■ TASK BRIEF
Repeat word for word the passage in the forum thread about identifying a track bicycle, starting with "# New Member" and going on through "solve the mystery...".

■ DOCUMENT
** begin **

# New Member Trying to I.D. my track bicycle...



## LX Metal (Jun 5, 2008)

Hi,
I'm a newbie on the forum, "1st time long time" kinda guy. 
Can any of you help me in my quest to identify my bicycle?  It is equipped with BSA components, Lobdell Wooden rims, one mismatched Bowden toeclip.  It has been a great conversation piece in it's present condition.  Unfortunately, I have not had any conversation that have help solve the mystery...


----------



## tkopix (Jul 1, 2008)

what a beauty.. 

maybe try the classicrendezvous forum.. ???

if you ever want to to part or trades.. with that.. let me know..


----------



## ps2guy123 (Sep 8, 2008)

Schwinn Paramount...maybe.

That bike is serious old though.


----------



## pedal4416 (Jan 21, 2009)

** end **

■ STORED ROWS
** begin **

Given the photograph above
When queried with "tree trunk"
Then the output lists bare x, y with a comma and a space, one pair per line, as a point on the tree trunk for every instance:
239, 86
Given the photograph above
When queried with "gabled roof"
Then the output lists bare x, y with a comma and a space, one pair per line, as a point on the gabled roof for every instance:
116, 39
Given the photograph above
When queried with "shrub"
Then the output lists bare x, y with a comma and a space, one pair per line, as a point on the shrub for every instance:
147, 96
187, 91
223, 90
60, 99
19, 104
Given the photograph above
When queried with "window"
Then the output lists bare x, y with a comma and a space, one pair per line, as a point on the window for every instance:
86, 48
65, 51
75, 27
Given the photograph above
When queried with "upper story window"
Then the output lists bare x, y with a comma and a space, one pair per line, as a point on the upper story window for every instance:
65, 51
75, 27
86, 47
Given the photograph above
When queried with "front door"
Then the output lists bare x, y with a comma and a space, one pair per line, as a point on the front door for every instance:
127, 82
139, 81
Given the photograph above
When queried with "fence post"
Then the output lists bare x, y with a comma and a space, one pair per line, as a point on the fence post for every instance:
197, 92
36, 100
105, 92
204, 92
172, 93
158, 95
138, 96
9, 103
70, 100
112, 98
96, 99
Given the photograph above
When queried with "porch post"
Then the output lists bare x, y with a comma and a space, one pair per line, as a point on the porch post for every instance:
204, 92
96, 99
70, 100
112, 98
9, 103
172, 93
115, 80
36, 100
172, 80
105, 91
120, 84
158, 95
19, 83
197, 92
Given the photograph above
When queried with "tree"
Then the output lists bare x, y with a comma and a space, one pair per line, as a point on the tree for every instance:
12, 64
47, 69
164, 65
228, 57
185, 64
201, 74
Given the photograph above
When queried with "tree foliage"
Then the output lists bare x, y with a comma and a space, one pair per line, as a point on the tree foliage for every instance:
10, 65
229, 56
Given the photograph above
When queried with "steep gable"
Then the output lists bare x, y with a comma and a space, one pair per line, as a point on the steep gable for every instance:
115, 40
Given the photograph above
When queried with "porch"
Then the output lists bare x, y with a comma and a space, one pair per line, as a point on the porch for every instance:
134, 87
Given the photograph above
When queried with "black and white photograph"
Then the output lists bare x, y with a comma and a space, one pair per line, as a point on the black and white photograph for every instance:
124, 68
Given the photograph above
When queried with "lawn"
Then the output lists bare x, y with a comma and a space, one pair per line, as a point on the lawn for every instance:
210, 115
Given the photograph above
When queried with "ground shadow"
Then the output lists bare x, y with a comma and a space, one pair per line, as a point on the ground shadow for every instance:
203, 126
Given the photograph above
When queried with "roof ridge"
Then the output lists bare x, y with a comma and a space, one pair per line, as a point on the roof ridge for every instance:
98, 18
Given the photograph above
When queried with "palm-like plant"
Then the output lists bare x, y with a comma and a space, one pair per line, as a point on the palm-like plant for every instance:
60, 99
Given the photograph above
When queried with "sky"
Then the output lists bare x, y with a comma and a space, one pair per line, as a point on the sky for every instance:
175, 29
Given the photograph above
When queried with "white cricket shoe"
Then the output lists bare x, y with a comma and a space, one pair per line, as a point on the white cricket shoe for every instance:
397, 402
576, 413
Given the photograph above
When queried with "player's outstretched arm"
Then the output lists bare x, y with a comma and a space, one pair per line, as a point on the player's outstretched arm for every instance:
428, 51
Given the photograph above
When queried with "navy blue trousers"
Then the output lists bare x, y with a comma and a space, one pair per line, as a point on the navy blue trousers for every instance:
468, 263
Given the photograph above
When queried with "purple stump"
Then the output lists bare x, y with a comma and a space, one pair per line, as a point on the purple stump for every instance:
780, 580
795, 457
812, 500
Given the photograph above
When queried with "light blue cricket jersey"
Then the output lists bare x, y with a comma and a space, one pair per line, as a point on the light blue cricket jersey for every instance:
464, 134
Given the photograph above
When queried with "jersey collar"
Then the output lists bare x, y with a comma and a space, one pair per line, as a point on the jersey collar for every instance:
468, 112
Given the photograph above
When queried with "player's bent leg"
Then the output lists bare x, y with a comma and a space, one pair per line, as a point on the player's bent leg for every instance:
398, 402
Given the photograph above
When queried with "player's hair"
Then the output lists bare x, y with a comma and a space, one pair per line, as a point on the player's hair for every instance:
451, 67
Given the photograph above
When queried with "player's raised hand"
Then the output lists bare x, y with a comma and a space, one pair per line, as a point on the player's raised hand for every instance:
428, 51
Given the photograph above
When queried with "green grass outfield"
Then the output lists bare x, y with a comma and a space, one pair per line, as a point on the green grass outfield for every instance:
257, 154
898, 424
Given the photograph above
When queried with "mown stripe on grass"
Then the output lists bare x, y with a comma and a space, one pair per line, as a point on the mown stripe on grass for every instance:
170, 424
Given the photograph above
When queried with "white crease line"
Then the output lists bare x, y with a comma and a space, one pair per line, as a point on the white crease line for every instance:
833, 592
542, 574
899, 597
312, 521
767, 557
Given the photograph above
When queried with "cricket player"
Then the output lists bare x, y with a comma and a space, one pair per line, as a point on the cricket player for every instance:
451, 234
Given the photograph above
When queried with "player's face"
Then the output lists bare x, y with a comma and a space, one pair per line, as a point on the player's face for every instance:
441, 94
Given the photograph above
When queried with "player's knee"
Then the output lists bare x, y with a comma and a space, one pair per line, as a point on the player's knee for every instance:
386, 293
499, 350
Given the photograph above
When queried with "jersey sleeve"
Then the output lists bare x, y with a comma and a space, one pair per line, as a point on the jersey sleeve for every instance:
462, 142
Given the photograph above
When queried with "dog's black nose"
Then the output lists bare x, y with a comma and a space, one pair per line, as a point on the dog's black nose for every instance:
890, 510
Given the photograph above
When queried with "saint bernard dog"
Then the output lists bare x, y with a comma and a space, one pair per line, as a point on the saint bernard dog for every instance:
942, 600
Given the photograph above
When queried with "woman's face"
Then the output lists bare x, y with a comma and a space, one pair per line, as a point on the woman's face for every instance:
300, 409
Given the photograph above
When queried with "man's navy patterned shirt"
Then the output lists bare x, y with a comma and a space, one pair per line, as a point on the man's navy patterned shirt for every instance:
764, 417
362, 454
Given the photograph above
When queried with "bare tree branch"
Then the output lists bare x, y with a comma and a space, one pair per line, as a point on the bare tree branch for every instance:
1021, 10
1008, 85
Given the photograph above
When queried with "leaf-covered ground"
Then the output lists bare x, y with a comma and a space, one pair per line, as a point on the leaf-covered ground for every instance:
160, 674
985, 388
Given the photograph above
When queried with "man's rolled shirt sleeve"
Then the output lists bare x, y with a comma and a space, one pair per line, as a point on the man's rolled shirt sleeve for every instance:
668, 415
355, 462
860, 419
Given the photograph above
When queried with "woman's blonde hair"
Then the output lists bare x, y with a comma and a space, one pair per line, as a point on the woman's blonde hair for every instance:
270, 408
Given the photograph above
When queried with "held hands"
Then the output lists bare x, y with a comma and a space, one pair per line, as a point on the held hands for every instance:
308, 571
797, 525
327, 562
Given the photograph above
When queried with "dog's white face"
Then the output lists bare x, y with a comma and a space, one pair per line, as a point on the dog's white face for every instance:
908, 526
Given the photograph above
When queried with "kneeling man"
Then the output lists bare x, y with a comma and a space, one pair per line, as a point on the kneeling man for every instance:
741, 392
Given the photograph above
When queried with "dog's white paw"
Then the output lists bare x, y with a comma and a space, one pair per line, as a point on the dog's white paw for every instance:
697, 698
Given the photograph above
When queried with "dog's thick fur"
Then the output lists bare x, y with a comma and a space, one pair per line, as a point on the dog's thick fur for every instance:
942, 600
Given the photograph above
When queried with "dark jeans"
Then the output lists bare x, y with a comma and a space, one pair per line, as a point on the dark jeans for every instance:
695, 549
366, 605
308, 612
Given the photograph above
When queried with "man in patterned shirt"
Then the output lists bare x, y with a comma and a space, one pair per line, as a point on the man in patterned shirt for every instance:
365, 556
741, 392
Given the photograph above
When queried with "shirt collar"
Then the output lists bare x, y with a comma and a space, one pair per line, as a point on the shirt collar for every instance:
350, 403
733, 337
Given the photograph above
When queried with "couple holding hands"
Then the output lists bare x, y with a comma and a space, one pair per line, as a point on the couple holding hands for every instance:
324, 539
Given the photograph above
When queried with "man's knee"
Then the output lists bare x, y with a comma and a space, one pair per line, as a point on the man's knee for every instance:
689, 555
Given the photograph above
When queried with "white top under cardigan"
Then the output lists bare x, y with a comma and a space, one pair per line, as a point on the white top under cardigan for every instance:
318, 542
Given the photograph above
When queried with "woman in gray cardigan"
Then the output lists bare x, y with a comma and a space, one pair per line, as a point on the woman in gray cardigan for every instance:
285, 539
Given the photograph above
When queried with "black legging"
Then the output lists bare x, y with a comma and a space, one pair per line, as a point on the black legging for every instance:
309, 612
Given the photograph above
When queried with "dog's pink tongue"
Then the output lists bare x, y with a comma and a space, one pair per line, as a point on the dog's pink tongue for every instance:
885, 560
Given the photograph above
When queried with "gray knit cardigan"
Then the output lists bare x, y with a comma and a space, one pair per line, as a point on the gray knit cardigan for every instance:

** end **

■ THE RESPONSE
# New Member Trying to I.D. my track bicycle...



## LX Metal (Jun 5, 2008)

Hi,
I'm a newbie on the forum, "1st time long time" kinda guy. 
Can any of you help me in my quest to identify my bicycle?  It is equipped with BSA components, Lobdell Wooden rims, one mismatched Bowden toeclip.  It has been a great conversation piece in it's present condition.  Unfortunately, I have not had any conversation that have help solve the mystery...